------ MATERIAL FOR THIS EXERCISE
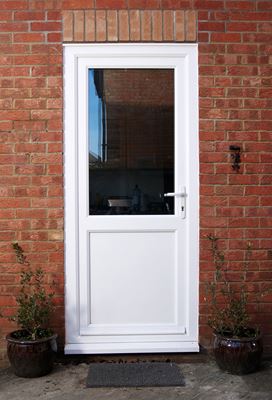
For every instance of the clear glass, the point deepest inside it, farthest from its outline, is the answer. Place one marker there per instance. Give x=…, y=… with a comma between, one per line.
x=131, y=141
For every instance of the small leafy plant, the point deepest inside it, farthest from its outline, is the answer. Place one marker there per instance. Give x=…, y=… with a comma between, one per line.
x=229, y=315
x=35, y=305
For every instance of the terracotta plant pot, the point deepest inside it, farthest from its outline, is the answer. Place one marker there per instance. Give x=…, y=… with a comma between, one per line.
x=30, y=359
x=238, y=356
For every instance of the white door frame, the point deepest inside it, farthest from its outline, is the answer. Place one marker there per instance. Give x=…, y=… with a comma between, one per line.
x=181, y=57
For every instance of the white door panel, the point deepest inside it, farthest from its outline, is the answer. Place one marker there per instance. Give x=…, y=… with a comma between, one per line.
x=131, y=268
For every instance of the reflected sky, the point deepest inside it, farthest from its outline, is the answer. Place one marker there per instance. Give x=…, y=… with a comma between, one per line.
x=95, y=128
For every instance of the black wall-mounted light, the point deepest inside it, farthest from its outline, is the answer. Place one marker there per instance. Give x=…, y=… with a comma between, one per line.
x=236, y=157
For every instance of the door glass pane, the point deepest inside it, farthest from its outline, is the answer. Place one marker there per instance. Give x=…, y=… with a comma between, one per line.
x=131, y=141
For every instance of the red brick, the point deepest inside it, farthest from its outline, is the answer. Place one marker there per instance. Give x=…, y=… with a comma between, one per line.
x=134, y=21
x=240, y=5
x=101, y=26
x=226, y=37
x=209, y=4
x=211, y=26
x=264, y=5
x=5, y=15
x=176, y=4
x=123, y=20
x=29, y=15
x=168, y=25
x=250, y=16
x=14, y=5
x=46, y=26
x=157, y=26
x=144, y=4
x=111, y=4
x=112, y=33
x=13, y=27
x=29, y=37
x=78, y=26
x=77, y=4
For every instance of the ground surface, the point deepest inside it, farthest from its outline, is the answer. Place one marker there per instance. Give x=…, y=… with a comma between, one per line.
x=204, y=381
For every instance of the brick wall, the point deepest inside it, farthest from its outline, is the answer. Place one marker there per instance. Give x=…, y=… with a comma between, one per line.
x=235, y=108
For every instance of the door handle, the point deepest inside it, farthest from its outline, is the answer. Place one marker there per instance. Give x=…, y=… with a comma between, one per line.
x=177, y=194
x=182, y=204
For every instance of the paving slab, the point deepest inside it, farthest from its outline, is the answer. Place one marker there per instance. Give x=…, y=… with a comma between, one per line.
x=204, y=381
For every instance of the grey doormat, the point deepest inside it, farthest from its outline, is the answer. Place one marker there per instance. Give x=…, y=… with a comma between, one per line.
x=134, y=374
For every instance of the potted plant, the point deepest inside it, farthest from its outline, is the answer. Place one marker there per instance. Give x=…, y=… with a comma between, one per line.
x=31, y=348
x=237, y=344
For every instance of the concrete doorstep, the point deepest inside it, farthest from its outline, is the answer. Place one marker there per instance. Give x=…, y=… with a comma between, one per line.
x=204, y=381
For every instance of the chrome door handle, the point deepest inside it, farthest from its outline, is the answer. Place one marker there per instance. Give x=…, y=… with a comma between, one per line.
x=175, y=194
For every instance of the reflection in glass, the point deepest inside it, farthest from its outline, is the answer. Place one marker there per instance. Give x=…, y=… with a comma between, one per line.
x=131, y=141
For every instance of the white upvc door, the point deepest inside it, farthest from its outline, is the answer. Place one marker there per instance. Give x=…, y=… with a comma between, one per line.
x=131, y=257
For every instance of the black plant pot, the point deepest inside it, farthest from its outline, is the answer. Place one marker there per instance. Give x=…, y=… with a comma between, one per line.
x=31, y=358
x=238, y=356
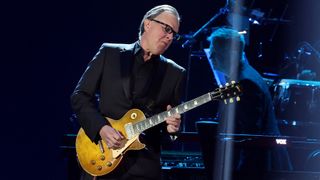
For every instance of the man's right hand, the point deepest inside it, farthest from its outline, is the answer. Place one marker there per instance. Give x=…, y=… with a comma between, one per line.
x=111, y=136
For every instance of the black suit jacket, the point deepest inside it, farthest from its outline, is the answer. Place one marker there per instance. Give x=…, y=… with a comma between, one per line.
x=107, y=78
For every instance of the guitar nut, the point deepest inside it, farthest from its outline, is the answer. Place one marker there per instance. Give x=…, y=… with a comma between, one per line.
x=133, y=115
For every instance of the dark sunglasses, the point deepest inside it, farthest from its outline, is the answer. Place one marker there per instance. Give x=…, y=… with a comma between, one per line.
x=168, y=29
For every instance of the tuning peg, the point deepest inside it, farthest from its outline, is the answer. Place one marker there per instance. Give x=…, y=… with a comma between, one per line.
x=231, y=100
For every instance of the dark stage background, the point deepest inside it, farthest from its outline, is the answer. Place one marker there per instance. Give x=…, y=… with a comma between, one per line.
x=46, y=45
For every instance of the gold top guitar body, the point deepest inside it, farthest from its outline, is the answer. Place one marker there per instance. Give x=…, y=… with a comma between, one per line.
x=98, y=160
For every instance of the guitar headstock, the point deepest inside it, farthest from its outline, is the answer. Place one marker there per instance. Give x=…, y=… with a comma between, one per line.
x=229, y=91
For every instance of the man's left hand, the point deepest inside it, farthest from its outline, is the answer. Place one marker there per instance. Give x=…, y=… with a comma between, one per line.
x=173, y=122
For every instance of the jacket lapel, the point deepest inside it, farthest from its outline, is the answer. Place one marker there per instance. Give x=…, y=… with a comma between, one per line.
x=126, y=61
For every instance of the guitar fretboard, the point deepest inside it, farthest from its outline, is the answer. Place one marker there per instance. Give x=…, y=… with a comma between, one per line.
x=182, y=108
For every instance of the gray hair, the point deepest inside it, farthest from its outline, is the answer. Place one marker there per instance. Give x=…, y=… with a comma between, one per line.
x=156, y=11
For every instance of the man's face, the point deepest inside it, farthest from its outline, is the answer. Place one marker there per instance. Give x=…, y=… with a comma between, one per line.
x=159, y=32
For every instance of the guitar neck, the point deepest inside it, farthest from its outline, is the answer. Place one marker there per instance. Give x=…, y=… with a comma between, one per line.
x=180, y=109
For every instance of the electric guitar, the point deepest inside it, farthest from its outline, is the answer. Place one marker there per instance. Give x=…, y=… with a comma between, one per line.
x=98, y=160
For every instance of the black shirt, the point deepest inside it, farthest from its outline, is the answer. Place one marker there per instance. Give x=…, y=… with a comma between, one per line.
x=143, y=74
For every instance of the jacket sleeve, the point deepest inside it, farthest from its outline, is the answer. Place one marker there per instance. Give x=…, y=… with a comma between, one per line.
x=84, y=100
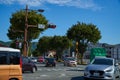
------------
◆ **EXERCISE GOAL**: Copy all the entries word for word. Omit any pictures.

◆ **WRITTEN SOLUTION**:
For every instance of the clear glass, the point deepest inside it, farthest from its outline, is the answer. Place one marker there per instance. Give x=…, y=… with a comma between, one per line.
x=131, y=141
For every instance of the small leafy plant, the point deepest inside it, farthest from its outline, is the answer. Place one marker there per instance. Give x=…, y=… with a comma between, one per line.
x=229, y=315
x=35, y=305
For every instance of the terracotta plant pot, the point deepest inside it, farthest from its outline, is the answer. Place one marker there per instance. Give x=…, y=… with a comma between, one per line.
x=30, y=359
x=238, y=356
For every instance of the white door frame, the point deepest inside it, farthest from its outline, is the answer. Place one marker there per instance. Give x=…, y=… with a comma between, one per line.
x=181, y=57
For every instance of the white door panel, the point deepest inside it, farthest from its outline, is the answer. Place one marker there per instance. Give x=…, y=… with a comma between, one per line.
x=131, y=268
For every instance of the reflected sky, the point deepest inside it, farthest from its outline, is the answer. Place one marker there per instance. Give x=…, y=… with a comma between, one per line.
x=95, y=128
For every instance of the black wall-mounted light, the point deepest inside it, farthest from its outline, is the answer. Place one marker there per instance. Give x=…, y=… with a comma between, one per line.
x=236, y=157
For every instance of the door glass pane, the point deepest inside it, farthest from its outline, is the answer. Place one marker there per instance. Give x=…, y=… with a comma between, one per line.
x=131, y=141
For every instance of the red brick, the point deepest inside it, farthest from its outline, is the answer. Place one marker there per instance. Give x=…, y=… with a comma between, one per line.
x=134, y=21
x=240, y=5
x=101, y=26
x=226, y=37
x=209, y=4
x=211, y=26
x=264, y=5
x=5, y=15
x=176, y=4
x=123, y=20
x=29, y=15
x=168, y=25
x=250, y=16
x=14, y=5
x=46, y=26
x=157, y=26
x=144, y=4
x=111, y=4
x=112, y=33
x=13, y=27
x=29, y=37
x=78, y=26
x=77, y=4
For every instance of the ground surface, the point deepest inside it, farthest from its outline, is the answer. Place one marker there per instance. Give x=…, y=… with a comma between, one per line.
x=204, y=381
For every instance of the brick wall, the point deepest inside it, farthest from its outline, is the answer. Place one marker there per instance. Give x=…, y=… with a comma between, one per line.
x=235, y=108
For every instance of the door handle, the point deepest inside it, farthest from its outline, is the answer. Place one marker there per instance. Give x=…, y=… with a comma between, one per line.
x=177, y=194
x=182, y=204
For every instance of the paving slab, the point deepest inside it, farthest from its outline, is the answer. Place one marker there per instance. Give x=…, y=… with a comma between, one per line.
x=204, y=381
For every instance of the grey doormat, the point deepest inside it, farthest from its outline, is the answer. Place one marker there per instance. Give x=…, y=… with a comma between, one per line.
x=134, y=374
For every instance of the potted plant, the point deepest inside it, farthest from its outline, is the answer. Place one marker there per instance. Give x=…, y=… with a comma between, one per line.
x=31, y=348
x=237, y=344
For every instance of the concrete doorstep, the point deepest inside it, farthest from its outline, is the answer. Place one marker there per instance. Give x=…, y=… with a comma between, one per line.
x=204, y=381
For every instance of the chrome door handle, the point deepest inside it, farthest from its outline, is the answer. Place one marker there per instance. Give x=…, y=… with a comma between, one per line.
x=175, y=194
For every instance of the reflection in glass, the point deepest inside it, farthest from its outline, is the answer. Place one marker there per instance. Give x=…, y=… with a comma between, one per line.
x=131, y=141
For every instance of the white upvc door, the point deepest inside it, farthest from its outline, is the answer. Place one marker there per instance. Give x=…, y=… with a comma between, one per line.
x=131, y=257
For every instance of the black plant pot, the point deepest inside it, farthest from its outline, is the answer. Place one marker there per instance. Give x=…, y=… with a comma between, one per line.
x=31, y=358
x=238, y=356
For every instance of the man's right hand, the point deepest inside it, farthest from its outline, is the answer. Place one marker there per instance. Give x=…, y=… with a comma between, one per line.
x=111, y=136
For every instance of the black suit jacket, the point deepest inside it, farthest from its outline, is the answer. Place one marker there per instance. Give x=…, y=… with a comma between, one per line.
x=107, y=78
For every instance of the guitar nut, the point deepest inside it, farthest from its outline, is the answer. Place one marker there per instance. Give x=…, y=… with a comma between, one per line.
x=133, y=115
For every instance of the dark sunglasses, the point deepest inside it, farthest from its outline, is the answer. Place one marker there per instance. Give x=…, y=… with a comma between, one per line.
x=168, y=29
For every instance of the tuning peg, the point deepest inside it, farthest from its outline, is the answer. Place one marker there per instance. Give x=…, y=… with a comma between, one per line.
x=231, y=100
For every instance of the dark stage background, the point deepest inside it, farthest from its outline, is the answer. Place one marker there per instance. Give x=…, y=… with a comma between, one per line.
x=46, y=45
For every instance of the gold top guitar body, the point deepest inside it, farthest from its outline, is the answer. Place one marker there per instance. Give x=…, y=… with a comma between, one per line.
x=98, y=160
For every instance of the guitar headstock, the point deepest inside it, farthest from its outline, is the answer. Place one marker there per instance. Give x=…, y=… with a comma between, one per line.
x=229, y=91
For every instance of the man's left hand, the point deepest inside it, farthest from its outline, is the answer. Place one marker there per instance. Give x=…, y=… with a comma between, one per line.
x=173, y=122
For every instance of the jacket lapel, the point deepest inside it, farthest from its outline, is the answer. Place one marker there per instance. Give x=…, y=… with a comma between, one per line.
x=126, y=61
For every instance of the guitar fretboard, the point deepest inside it, farthest from its outline, is the answer. Place one marker there per instance. Give x=…, y=… with a comma between, one per line.
x=182, y=108
For every instance of the gray hair, the point deepest inside it, farthest from its outline, is the answer. Place one marker there per instance. Give x=…, y=… with a comma between, one per line.
x=156, y=11
For every instance of the man's face, the point deepest inside it, farthest from its outline, is the answer. Place one marker there per instance. Give x=…, y=… with a comma between, one per line.
x=159, y=32
For every instance of the guitar neck, the point deepest inside it, farthest from its outline, is the answer. Place one marker there per instance. Give x=…, y=… with a comma between, one per line.
x=180, y=109
For every instance of the electric guitar, the point deepest inside it, farthest from its outline, is the answer. Place one marker there per instance. Give x=…, y=… with a comma between, one per line.
x=98, y=160
For every instance of the black shirt, the point deepest inside it, farthest from its outline, is the answer. Place one marker there per instance. Give x=…, y=… with a comma between, one per line.
x=143, y=74
For every instance of the jacket sleeve, the point deepest inside it, farthest from its outline, is the answer. Place one marker there per instance. Give x=…, y=… with a comma between, one per line.
x=84, y=100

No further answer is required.